_QUOTED PASSAGE:_
Well it is undeniably true that the music business is dominated by men. The vast majority of critics have been men too. And most rock musicians are men. The world is full of female pop singers, but they are usually singers, not instrumentalists, and very often they perform songs written by male songwriters.
My problem here is the seeming premise that because an album is trying to be artistic and important, and not something you can shake your hips to, then the music is considered “male”. That must mean that “female” music is defined as less artistic and importand, and more sexy? That’s in my opinion a rude generalization which reinforces conform and clichéd gender stereotypes.
An artist Björk is making ground-breaking and avantgardist music, and she is a woman. Is her music “for men” too then?
Clearly the music on Sgt. Pepper is not as sexually charged as earlier Beatles songs like f.e. “I Want To Hold Your Hand” or “Can’t Buy Me Love”, so I’d rather call it more asexual than more male.
While I enjoy reading Amanda’s work on politics, I completely don’t understand her critique. This album was an awesome discovery when I first heard it and it continue for me today. It was really inventive it what it created and it helped show what could be done with rock and roll. Now I do like punk music but can still appreciate Sgt Pepper. I hope if she is going to right about music I hope she doesn’t write anything else like this.

_DATA LINES:_
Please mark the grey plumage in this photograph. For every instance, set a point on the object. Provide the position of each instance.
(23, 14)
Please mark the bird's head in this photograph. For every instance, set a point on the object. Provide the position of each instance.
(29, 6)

_WORK TO DO:_
1) List every musical work named in the Sgt. Pepper comments, whether album or song.
2) Write out everything in the Sgt. Pepper comments from "While I enjoy" down to "else like this.", matching the original wording and punctuation.
3) Answer these questions using the Sgt. Pepper comments, each on its own line:
(a) Which artist is offered as a woman making ground-breaking and avantgardist music?
(b) Instead of "more male," what term would one commenter use for the music on Sgt. Pepper?
(c) What kind of music does the final commenter say they like?

_SOLUTIONS TO THE TASKS:_
1)
Sgt. Pepper
"I Want To Hold Your Hand"
"Can't Buy Me Love"

2)
While I enjoy reading Amanda’s work on politics, I completely don’t understand her critique. This album was an awesome discovery when I first heard it and it continue for me today. It was really inventive it what it created and it helped show what could be done with rock and roll. Now I do like punk music but can still appreciate Sgt Pepper. I hope if she is going to right about music I hope she doesn’t write anything else like this.

3)
(a) Björk
(b) More asexual
(c) Punk music